▶ [What to work on] How many lines of the records below contain the string "concrete", matching case exactly? Reply with the number alone.

▶ [Dataset extract]
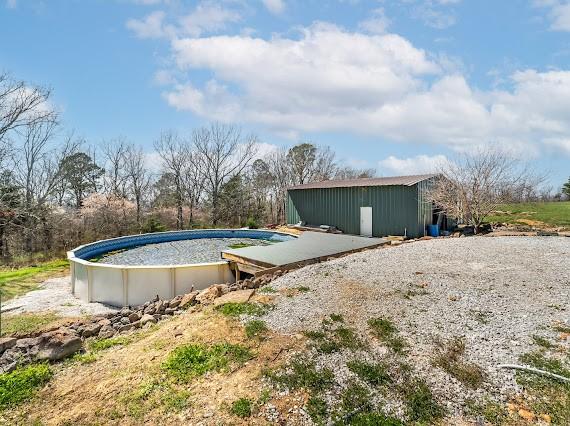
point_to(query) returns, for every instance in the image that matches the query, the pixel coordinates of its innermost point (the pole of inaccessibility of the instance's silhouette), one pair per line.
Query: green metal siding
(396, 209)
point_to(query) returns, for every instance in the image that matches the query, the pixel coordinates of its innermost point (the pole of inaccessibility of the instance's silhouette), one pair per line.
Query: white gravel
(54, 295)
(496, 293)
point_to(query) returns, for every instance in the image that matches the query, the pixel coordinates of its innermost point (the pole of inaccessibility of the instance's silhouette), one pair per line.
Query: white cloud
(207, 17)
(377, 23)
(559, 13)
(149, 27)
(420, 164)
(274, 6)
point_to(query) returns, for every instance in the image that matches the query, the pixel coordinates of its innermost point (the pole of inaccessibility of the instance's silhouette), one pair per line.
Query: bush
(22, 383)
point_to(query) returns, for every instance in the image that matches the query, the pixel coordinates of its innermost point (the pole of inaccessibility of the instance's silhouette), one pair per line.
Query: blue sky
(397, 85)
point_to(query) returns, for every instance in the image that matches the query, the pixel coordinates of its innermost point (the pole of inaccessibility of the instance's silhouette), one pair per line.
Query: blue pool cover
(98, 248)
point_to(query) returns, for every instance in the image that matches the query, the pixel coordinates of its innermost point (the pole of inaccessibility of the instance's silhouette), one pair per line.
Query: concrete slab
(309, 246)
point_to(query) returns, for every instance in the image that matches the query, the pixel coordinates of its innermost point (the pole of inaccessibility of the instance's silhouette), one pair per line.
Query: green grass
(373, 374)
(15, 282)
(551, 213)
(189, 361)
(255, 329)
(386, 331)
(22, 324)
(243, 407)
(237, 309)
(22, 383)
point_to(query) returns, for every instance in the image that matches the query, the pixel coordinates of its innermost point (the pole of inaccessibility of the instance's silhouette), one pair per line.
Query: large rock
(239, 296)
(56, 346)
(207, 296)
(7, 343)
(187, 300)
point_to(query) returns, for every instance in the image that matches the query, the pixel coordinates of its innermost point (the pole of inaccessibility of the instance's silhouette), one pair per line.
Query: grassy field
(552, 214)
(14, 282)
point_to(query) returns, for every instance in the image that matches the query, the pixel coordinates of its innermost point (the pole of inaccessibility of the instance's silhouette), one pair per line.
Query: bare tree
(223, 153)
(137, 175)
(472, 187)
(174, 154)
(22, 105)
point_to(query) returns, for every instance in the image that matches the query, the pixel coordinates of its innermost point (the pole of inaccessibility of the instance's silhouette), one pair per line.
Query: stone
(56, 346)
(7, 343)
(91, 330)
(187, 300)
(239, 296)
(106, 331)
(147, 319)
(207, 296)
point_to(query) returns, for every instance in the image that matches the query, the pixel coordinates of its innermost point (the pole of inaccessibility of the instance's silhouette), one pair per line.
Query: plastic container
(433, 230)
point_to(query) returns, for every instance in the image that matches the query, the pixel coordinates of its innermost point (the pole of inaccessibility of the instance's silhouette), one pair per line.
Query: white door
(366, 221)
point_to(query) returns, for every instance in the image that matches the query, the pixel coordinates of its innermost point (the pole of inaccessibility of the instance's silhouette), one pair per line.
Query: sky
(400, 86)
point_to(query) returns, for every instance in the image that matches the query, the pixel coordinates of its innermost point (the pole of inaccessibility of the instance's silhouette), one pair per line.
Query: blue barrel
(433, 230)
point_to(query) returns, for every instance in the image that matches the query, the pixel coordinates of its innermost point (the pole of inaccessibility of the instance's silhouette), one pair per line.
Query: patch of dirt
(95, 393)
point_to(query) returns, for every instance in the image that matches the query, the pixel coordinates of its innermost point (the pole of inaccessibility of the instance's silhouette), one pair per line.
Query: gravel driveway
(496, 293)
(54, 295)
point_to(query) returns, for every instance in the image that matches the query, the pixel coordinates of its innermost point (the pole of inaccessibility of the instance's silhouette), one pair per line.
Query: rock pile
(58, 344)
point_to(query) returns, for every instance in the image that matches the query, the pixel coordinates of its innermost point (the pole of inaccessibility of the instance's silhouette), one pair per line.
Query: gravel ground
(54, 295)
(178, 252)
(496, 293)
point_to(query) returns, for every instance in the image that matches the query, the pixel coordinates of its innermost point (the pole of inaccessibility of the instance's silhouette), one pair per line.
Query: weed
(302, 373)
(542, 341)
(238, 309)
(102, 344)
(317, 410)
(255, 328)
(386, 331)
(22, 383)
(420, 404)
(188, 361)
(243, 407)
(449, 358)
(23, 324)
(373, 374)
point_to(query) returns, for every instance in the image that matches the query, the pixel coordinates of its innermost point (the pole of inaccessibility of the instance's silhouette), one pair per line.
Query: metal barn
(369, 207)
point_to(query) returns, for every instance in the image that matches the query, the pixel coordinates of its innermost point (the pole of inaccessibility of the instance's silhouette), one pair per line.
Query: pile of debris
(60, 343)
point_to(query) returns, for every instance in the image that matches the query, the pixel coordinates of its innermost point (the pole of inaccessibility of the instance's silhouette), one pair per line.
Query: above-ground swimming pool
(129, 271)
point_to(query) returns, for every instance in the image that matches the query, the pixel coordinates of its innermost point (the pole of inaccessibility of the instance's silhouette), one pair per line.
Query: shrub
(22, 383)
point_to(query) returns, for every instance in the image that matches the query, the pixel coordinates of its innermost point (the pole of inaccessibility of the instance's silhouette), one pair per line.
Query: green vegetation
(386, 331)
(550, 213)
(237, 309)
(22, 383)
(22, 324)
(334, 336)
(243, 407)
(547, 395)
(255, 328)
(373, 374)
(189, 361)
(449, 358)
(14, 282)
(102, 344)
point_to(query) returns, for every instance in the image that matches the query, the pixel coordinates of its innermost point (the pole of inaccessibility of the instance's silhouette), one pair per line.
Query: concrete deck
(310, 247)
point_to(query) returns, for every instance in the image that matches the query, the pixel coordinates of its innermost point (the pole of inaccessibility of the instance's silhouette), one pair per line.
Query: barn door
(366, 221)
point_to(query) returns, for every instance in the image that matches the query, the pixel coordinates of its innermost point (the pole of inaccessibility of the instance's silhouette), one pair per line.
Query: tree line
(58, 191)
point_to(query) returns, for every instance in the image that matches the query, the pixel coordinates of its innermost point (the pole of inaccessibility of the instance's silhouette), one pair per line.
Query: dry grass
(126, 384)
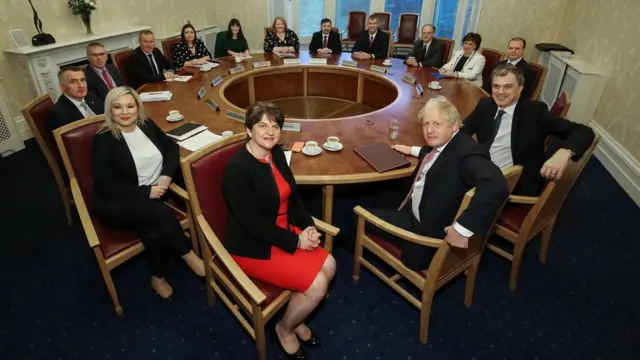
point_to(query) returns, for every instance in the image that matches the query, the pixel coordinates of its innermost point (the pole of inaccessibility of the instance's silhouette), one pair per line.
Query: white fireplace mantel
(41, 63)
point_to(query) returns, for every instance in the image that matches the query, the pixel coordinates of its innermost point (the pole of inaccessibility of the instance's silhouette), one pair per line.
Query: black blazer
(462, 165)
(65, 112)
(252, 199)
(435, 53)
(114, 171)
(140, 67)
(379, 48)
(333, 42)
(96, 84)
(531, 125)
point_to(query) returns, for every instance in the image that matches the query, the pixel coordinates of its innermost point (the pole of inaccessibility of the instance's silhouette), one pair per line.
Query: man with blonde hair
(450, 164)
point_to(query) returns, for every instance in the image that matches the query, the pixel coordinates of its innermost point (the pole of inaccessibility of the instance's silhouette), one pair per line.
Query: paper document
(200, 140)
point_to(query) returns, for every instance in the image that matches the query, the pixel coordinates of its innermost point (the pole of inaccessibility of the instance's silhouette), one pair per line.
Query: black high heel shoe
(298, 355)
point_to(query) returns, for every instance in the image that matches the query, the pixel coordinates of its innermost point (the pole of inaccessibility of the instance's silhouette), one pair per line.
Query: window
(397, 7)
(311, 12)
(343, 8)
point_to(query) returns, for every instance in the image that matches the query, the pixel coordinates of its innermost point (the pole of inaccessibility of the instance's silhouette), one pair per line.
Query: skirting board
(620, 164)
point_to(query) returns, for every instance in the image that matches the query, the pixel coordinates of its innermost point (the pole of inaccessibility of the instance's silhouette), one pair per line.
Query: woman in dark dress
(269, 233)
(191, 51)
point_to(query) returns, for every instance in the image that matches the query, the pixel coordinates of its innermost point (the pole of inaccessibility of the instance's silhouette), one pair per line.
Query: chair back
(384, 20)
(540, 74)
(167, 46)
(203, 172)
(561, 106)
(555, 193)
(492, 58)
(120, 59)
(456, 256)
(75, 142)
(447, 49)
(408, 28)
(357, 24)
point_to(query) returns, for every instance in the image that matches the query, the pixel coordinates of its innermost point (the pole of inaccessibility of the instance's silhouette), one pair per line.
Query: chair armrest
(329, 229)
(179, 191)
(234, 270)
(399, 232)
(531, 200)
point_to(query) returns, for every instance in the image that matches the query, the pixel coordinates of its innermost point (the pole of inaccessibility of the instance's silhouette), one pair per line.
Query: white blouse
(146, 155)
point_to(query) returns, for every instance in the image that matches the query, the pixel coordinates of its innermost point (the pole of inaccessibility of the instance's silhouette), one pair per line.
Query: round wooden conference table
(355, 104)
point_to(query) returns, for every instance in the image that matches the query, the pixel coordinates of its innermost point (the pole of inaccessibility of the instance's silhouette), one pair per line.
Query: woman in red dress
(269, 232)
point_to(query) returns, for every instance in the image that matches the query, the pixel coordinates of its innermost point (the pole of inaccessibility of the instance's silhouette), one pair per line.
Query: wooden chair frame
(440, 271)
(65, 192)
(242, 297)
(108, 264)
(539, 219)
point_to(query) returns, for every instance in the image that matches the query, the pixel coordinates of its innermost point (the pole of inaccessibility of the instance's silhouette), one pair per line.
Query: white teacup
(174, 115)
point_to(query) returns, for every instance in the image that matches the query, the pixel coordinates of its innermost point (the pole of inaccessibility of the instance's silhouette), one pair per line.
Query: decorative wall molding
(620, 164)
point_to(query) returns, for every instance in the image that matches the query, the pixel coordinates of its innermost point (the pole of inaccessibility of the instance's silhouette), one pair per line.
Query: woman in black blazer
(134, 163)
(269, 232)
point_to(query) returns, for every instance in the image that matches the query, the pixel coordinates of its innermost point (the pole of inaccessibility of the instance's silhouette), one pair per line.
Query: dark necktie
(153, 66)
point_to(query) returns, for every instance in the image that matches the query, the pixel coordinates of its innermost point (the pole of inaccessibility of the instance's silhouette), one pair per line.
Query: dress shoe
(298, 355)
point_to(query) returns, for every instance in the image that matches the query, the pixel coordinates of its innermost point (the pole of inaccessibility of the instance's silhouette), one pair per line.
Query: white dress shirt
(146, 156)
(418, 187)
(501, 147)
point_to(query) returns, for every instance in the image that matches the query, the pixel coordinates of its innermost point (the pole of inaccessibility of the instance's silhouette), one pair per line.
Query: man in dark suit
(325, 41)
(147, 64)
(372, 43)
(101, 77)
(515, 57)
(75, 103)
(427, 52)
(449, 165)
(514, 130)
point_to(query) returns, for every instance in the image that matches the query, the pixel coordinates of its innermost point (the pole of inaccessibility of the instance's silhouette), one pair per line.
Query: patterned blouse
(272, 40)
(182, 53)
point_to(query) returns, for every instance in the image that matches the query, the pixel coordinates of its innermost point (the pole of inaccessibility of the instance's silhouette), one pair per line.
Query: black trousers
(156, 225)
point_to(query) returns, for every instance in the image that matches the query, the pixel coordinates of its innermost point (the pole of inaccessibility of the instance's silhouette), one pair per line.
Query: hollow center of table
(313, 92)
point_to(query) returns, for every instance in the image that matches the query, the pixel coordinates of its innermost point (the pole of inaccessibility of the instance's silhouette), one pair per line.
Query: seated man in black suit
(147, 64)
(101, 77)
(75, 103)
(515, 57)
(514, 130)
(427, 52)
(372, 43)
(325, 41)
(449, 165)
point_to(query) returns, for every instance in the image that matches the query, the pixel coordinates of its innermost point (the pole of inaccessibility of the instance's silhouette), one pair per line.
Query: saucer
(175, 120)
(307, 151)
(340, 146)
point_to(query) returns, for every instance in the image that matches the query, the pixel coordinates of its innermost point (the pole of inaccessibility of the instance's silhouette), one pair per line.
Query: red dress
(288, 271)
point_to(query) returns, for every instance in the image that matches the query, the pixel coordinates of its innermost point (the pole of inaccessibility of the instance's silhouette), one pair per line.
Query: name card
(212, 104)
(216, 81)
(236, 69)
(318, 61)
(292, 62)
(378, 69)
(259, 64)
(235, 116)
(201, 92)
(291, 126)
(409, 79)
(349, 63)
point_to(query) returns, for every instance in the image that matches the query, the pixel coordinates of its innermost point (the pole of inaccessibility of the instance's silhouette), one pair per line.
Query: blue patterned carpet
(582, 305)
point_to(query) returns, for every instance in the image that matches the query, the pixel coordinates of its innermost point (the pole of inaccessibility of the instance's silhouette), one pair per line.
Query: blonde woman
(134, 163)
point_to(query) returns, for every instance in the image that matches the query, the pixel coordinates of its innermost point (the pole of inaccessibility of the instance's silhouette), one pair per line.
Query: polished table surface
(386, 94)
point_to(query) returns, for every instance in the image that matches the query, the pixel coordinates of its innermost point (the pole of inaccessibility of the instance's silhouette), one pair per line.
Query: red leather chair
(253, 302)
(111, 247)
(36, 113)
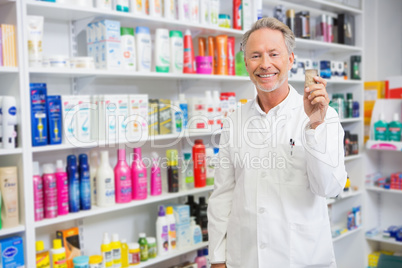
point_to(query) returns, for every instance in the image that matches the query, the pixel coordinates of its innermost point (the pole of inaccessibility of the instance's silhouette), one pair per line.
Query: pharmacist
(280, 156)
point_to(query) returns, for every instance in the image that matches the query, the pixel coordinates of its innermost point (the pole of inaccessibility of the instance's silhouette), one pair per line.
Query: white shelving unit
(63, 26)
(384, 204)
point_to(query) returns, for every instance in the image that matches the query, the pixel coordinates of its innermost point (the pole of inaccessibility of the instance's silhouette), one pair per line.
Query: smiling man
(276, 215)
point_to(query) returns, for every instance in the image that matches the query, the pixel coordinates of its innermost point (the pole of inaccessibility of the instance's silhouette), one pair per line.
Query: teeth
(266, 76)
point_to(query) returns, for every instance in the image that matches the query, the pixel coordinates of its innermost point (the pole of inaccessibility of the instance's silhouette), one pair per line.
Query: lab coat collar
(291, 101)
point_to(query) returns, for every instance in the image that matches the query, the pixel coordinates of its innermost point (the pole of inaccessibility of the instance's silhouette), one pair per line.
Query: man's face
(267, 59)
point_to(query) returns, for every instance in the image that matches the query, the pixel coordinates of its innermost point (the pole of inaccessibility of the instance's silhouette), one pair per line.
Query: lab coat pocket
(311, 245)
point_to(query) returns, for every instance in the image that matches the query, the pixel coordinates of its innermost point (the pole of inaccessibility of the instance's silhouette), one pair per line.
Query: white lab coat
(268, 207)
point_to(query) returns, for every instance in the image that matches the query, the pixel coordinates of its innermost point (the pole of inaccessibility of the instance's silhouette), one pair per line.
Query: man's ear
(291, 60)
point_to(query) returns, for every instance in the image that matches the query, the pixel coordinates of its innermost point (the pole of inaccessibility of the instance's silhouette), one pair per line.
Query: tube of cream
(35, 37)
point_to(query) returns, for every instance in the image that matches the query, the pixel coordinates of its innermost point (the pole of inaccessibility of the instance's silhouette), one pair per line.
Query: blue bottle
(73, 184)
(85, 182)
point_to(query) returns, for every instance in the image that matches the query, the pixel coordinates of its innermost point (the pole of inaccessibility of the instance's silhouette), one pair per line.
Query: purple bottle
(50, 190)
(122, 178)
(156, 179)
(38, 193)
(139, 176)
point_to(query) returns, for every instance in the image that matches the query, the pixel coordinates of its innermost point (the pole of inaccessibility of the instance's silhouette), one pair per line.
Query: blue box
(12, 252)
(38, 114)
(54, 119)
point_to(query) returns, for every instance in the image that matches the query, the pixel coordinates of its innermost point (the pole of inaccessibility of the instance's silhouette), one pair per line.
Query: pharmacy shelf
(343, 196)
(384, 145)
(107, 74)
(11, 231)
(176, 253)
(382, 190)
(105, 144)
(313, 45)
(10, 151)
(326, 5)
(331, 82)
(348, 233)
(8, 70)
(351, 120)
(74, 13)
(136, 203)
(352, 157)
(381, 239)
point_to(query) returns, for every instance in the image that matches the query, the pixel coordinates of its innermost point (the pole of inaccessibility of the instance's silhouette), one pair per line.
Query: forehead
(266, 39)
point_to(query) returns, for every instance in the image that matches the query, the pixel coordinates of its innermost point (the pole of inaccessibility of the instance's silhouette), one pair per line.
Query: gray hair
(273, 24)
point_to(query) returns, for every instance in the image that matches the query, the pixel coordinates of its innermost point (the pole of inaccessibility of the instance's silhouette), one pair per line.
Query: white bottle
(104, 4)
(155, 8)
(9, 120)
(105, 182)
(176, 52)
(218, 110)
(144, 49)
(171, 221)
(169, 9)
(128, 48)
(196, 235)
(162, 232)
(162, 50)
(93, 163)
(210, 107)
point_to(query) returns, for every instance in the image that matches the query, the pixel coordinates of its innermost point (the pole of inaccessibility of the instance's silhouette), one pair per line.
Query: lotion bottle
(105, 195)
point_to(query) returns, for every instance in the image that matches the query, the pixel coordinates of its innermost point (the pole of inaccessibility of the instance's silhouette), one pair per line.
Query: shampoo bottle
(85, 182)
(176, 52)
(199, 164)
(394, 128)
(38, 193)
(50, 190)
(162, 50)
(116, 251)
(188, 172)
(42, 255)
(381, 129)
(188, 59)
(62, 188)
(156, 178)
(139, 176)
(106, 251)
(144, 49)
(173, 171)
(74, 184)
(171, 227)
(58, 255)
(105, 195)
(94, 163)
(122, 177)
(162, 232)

▶ [Expected answer] 2